SOURCE TEXT
** Start **
Video: Introduction of the new Whitney graphic identity, short movie by Experimental Jetset
Seeking not just a logo but an entire identity system--from typography to visual behaviors--the Whitney wanted a mark that could extend to widely varying graphic materials, had a timeless quality and placed primary importance on the presentation of the art itself. "With our previous identity, we had to crop artwork and place text over images. We wanted a new approach that was more respectful of our art and artists," Levine says.
For help, the museum turned to Amsterdam design firm Experimental Jetset, helmed by Marieke Stolk, Erwin Brinkers and Danny van den Dungen. They created a minimalist mark built around a thin, elastic "W" zigzag that "responds" to space, changing shape based on surrounding text or images. "The identity allows the Whitney designers to put their own creativity in it and turn the volume up or down--subtly alongside an artwork reproduction, or more dominantly when used on its own," the design trio explains.
** End **
TASK DESCRIPTION
Continue the passage on the Whitney Museum's new graphic identity from the point where it ends.

EXCERPTED RECORDS
** Start **
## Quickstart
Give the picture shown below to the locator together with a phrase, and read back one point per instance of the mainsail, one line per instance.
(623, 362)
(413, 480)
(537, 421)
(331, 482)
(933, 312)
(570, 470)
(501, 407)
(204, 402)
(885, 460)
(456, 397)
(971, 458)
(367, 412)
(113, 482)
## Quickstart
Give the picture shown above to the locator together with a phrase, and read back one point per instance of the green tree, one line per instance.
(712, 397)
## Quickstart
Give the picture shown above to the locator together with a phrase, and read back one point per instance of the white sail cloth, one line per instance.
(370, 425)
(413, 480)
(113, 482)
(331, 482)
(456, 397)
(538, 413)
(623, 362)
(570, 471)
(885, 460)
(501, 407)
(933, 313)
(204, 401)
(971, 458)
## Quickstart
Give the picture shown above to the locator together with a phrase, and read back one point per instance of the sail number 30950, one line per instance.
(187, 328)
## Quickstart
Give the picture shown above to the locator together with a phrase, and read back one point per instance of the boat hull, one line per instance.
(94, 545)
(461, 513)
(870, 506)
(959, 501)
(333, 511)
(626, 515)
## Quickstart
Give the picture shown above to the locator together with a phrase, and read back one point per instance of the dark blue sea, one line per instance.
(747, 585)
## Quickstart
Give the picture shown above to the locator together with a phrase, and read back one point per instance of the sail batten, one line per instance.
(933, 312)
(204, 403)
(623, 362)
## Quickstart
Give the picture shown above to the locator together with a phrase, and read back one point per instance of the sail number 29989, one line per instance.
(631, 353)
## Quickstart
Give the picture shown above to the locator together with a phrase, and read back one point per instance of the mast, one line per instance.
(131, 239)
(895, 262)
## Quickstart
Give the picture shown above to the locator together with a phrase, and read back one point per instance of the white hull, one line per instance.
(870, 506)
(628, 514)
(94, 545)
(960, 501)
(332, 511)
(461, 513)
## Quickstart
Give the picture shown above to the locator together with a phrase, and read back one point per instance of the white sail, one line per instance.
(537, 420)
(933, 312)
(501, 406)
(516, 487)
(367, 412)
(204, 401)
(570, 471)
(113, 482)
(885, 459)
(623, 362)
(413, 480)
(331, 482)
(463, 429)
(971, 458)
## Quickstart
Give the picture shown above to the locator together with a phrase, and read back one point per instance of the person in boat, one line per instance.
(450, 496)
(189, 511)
** End **
RESULT OF THIS TASK
Compellingly, the so-called "Responsive W" breaks a cardinal rule: that a logo should remain consistent to build brand recognition. "The fact that this isn't a static mark is a major shift not only for the institution's identity, but also for branding in general," says Whitney director of graphic design Hilary Greenbaum.
Still, there are mandates for consistency. Experimental Jetset issued a 220-page guidebook that outlines how to implement the identity system but "leaves room for the design staff to interpret," says Greenbaum, who has led the extension to the website, museum guides and membership cards. "Having an identity that bends and sways to the artwork is brilliant and a direct reflection of the Whitney's philosophy."